• _PASSAGE TO READ_
+===+
A SCOTS university researcher has received an award for her work in the fight against long Covid.
Researcher Dr Merete Long from the University of Dundee has been named as one of the best young scientists in her field for her work that gives clues as to why some people develop long Covid.
Merete received the British Association of Lung Research (BALR) Early Career Investigator Award at the British Thoracic Society (BTS) Winter Meeting.
Merete, a postdoctoral researcher based at the University’s School of Medicine, was named the winner of the prize after delivering a presentation on her research into neutrophils.
These are white blood cells that act as the immune system’s first line of defense, and her research explains the role they play in Covid-19 infection.
PREDICT-COVID19, the study led by Merete, looked at cellular changes occurring within neutrophils in patients with Covid-19.
Results showed that changes within neutrophils were linked to delayed recovery and highlighted neutrophils as potential therapeutic targets in long Covid.
“It’s a real honour to win this award,” said Merete.
“I was really proud to present this work and can’t really believe that I was selected for one of the prizes. It’s a huge credit to the whole team in Dundee.
“Neutrophils are typically associated with bacterial infections – they target and destroy bacteria, protecting your body from further harm and infection.
“However, we knew that neutrophils were quite diverse and we did everything that we possibly could to characterise what they might be doing in Covid-19 to explore if they were helping or harming.
“Quite early on we found that they were doing something, changing, in Covid-19, and tended to be associated with more severe disease. We found that these cells have an ongoing role in non-recovered patients.
“This work can help us understand why patients might be suffering from long Covid. We hope that it will give us further ideas about what might be going wrong in those patients and how we can treat them.”
+===+
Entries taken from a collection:
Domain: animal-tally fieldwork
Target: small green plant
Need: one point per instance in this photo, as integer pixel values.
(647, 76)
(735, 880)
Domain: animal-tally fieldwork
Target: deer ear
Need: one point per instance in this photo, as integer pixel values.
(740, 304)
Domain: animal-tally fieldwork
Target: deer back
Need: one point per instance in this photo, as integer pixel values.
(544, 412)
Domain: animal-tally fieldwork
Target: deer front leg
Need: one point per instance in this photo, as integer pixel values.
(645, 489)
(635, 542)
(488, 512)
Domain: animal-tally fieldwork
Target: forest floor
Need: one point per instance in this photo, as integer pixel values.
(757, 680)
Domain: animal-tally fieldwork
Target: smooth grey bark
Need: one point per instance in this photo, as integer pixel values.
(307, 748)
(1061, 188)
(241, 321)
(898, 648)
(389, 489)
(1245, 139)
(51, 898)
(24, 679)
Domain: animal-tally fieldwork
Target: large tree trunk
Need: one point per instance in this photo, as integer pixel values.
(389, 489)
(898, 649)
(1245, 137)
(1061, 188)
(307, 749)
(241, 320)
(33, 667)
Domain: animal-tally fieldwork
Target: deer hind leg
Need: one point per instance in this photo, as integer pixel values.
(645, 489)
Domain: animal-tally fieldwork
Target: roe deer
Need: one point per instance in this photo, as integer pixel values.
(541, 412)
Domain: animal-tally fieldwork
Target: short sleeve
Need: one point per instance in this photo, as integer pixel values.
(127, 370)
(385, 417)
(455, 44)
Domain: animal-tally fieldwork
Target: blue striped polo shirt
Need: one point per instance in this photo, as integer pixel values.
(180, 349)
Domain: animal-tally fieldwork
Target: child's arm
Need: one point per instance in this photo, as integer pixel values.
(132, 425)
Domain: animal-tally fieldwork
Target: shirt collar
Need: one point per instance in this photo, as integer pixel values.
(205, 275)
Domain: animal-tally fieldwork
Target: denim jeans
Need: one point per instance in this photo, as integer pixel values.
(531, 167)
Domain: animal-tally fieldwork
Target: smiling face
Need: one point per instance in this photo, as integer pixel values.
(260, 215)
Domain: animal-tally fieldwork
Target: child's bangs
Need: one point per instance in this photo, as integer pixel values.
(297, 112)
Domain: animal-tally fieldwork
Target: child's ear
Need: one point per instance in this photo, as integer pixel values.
+===+
• _ACTIONS TO TAKE_
[A] Which award did Merete Long receive at the British Thoracic Society Winter Meeting, according to the article?
[B] Retype the article between "Researcher Dr Merete" and "research into neutrophils.", inclusive.

• _RESULTS IN ORDER_
[A] The British Association of Lung Research (BALR) Early Career Investigator Award.

[B]
Researcher Dr Merete Long from the University of Dundee has been named as one of the best young scientists in her field for her work that gives clues as to why some people develop long Covid.
Merete received the British Association of Lung Research (BALR) Early Career Investigator Award at the British Thoracic Society (BTS) Winter Meeting.
Merete, a postdoctoral researcher based at the University’s School of Medicine, was named the winner of the prize after delivering a presentation on her research into neutrophils.